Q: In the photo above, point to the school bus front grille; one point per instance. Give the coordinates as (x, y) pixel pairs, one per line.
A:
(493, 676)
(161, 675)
:::::
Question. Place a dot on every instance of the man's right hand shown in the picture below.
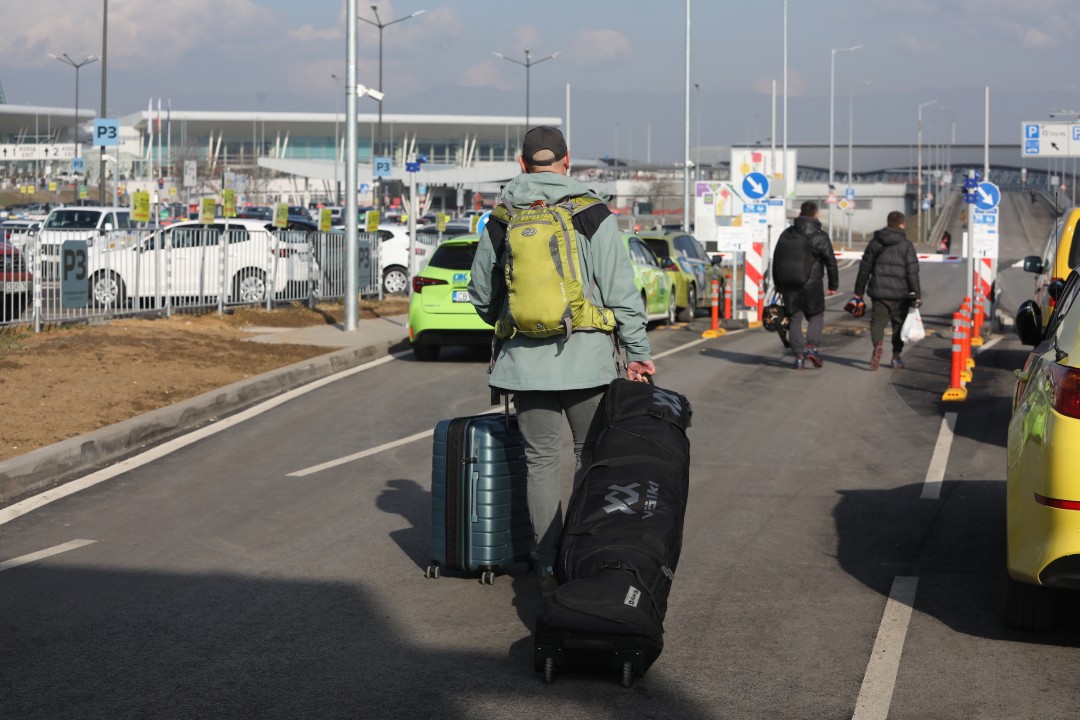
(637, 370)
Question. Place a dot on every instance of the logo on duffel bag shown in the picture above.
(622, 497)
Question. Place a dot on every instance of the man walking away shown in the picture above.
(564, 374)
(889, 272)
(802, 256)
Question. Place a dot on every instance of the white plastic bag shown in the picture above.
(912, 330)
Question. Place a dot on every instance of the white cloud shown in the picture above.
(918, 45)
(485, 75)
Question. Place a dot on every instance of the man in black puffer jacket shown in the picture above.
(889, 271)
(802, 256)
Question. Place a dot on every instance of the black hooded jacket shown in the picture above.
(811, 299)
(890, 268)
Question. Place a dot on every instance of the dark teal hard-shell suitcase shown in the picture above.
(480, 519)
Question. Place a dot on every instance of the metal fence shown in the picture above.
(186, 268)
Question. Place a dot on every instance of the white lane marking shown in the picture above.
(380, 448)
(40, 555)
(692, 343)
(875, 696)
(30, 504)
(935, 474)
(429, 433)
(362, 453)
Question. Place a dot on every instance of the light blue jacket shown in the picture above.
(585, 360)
:::::
_THE TASK_
From the records, pull out every line containing the word "black" and copy each of those lines in full.

_RESPONSE_
Question. Place a dot on every instance of the man in black puffer jacket shown in the picture above.
Question. Place a dot on every instance of the black hooded jacket shown in the picture above.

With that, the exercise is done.